#### [Required action]
Write out exactly the lines of the entries below, from the first through the line containing "Intersection-audit request. Target: sea", and nothing beyond them.

#### [Data for the task]
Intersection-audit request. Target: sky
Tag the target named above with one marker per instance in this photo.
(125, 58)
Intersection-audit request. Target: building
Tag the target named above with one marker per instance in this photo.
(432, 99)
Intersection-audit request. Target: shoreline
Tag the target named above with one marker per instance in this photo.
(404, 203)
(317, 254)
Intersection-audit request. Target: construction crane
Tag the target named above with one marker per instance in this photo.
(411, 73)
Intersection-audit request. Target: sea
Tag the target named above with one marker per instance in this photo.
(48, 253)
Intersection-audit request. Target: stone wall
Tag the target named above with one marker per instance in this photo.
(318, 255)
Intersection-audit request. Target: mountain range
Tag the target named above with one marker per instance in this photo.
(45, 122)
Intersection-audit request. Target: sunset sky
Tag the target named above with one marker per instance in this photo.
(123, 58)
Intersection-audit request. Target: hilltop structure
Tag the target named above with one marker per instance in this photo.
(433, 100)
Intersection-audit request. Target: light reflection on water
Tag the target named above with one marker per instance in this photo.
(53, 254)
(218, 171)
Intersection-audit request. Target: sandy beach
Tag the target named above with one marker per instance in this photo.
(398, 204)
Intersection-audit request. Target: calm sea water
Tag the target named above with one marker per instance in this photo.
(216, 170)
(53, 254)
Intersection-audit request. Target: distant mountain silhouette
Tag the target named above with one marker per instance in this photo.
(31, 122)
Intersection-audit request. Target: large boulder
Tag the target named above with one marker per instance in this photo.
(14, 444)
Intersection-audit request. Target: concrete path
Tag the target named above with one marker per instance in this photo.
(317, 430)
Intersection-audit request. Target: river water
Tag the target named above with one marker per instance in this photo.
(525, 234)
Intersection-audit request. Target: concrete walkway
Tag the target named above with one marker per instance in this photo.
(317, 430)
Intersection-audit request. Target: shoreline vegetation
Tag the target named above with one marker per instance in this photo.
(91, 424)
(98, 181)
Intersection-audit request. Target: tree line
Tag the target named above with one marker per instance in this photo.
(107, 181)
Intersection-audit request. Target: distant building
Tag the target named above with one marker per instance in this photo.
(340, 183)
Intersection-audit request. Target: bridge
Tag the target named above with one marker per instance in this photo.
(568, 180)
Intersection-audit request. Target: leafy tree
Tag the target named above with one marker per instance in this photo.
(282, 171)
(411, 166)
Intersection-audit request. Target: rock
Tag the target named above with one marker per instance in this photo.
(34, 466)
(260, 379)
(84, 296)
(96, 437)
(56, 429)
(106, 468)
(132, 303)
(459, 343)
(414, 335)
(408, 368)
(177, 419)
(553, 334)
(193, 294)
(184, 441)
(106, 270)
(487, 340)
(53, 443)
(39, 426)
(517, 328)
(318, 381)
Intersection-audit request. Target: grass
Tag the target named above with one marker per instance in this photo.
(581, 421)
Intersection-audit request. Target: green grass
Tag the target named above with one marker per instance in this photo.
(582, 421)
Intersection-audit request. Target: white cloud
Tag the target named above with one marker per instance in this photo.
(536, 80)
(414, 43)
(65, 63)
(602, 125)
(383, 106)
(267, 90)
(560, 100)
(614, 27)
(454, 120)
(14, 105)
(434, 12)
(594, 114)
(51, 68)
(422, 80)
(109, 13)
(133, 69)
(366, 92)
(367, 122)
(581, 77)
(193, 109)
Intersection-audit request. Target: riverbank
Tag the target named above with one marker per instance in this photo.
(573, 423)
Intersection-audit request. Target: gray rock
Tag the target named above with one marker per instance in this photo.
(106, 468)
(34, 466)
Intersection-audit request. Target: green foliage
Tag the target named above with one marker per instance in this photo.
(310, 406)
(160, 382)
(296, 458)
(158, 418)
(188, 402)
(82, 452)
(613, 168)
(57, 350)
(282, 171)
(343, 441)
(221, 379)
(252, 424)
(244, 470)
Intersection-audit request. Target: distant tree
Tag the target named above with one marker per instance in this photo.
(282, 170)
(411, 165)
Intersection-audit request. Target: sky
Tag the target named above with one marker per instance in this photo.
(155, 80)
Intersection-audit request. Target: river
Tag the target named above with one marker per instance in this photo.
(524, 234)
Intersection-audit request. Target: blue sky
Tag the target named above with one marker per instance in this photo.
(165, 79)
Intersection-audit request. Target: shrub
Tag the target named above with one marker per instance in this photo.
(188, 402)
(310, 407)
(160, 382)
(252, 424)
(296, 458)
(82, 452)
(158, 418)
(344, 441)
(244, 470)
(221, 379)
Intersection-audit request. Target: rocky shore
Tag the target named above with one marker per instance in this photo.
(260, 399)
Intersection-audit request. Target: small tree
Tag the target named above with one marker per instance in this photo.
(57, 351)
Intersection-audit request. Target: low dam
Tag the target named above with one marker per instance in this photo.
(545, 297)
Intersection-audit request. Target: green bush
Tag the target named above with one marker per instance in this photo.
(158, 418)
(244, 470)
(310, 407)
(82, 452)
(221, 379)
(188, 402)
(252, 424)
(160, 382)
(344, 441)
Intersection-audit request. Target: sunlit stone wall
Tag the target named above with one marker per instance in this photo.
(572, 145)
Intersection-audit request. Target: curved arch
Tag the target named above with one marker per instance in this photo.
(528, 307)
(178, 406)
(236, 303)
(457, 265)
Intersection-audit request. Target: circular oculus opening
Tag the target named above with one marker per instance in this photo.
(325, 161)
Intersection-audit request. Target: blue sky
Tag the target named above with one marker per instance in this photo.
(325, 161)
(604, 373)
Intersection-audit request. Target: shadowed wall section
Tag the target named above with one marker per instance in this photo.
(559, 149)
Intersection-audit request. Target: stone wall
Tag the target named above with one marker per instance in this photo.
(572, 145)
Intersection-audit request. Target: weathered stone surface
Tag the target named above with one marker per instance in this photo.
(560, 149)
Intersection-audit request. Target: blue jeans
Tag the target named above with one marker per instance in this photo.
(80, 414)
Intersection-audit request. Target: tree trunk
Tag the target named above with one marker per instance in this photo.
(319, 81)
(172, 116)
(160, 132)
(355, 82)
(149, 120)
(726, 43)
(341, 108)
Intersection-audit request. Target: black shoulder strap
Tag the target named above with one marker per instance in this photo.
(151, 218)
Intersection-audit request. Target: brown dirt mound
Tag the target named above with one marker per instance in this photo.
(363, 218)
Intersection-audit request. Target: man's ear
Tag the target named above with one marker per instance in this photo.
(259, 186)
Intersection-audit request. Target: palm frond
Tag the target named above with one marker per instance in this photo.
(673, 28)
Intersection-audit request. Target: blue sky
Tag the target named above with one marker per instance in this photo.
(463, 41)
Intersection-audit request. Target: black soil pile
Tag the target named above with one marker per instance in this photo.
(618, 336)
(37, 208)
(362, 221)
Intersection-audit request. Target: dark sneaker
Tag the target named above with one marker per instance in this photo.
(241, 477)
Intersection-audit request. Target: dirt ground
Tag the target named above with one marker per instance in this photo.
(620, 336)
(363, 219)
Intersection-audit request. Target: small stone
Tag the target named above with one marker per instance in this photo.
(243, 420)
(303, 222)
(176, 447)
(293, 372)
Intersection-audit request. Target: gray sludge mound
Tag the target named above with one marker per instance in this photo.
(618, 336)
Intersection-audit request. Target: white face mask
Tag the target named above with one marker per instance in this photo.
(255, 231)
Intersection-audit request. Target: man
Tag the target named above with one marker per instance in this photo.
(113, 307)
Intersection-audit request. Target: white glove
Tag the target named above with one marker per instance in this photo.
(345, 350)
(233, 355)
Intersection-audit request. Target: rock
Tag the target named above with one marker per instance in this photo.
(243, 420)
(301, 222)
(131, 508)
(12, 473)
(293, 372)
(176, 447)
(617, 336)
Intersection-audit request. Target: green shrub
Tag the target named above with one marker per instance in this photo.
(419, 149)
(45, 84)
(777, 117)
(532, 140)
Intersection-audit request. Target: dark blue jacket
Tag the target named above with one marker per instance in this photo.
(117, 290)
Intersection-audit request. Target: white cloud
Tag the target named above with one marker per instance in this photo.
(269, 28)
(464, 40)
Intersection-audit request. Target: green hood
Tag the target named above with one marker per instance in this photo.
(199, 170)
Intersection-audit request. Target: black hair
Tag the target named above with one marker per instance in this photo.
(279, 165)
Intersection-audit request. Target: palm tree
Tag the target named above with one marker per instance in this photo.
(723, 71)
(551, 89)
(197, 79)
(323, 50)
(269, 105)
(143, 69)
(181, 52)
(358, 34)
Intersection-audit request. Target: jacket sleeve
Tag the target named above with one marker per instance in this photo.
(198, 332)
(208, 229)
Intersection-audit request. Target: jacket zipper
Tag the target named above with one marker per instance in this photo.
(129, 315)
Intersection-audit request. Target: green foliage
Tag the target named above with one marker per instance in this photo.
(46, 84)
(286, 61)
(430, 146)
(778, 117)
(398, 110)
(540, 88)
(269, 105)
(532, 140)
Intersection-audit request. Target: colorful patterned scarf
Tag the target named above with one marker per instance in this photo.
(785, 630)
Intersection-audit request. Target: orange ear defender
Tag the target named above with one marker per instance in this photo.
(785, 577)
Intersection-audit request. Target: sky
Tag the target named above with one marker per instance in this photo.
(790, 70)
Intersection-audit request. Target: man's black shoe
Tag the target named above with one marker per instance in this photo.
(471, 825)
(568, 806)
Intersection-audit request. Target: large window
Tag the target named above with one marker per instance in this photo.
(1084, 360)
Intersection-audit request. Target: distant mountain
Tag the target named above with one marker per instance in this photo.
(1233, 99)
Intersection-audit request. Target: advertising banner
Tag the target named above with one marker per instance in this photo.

#### [Finished exercise]
Intersection-audit request. Target: sky
Tag the target named above with one marker per instance in this photo.
(125, 58)
Intersection-audit request. Target: building
Tag the target named above with one marker per instance in this photo.
(432, 99)
Intersection-audit request. Target: shoreline
Tag the target named above with one marker per instance in this photo.
(404, 203)
(317, 254)
Intersection-audit request. Target: construction crane
Tag the target named above with one marker per instance in this photo.
(411, 73)
Intersection-audit request. Target: sea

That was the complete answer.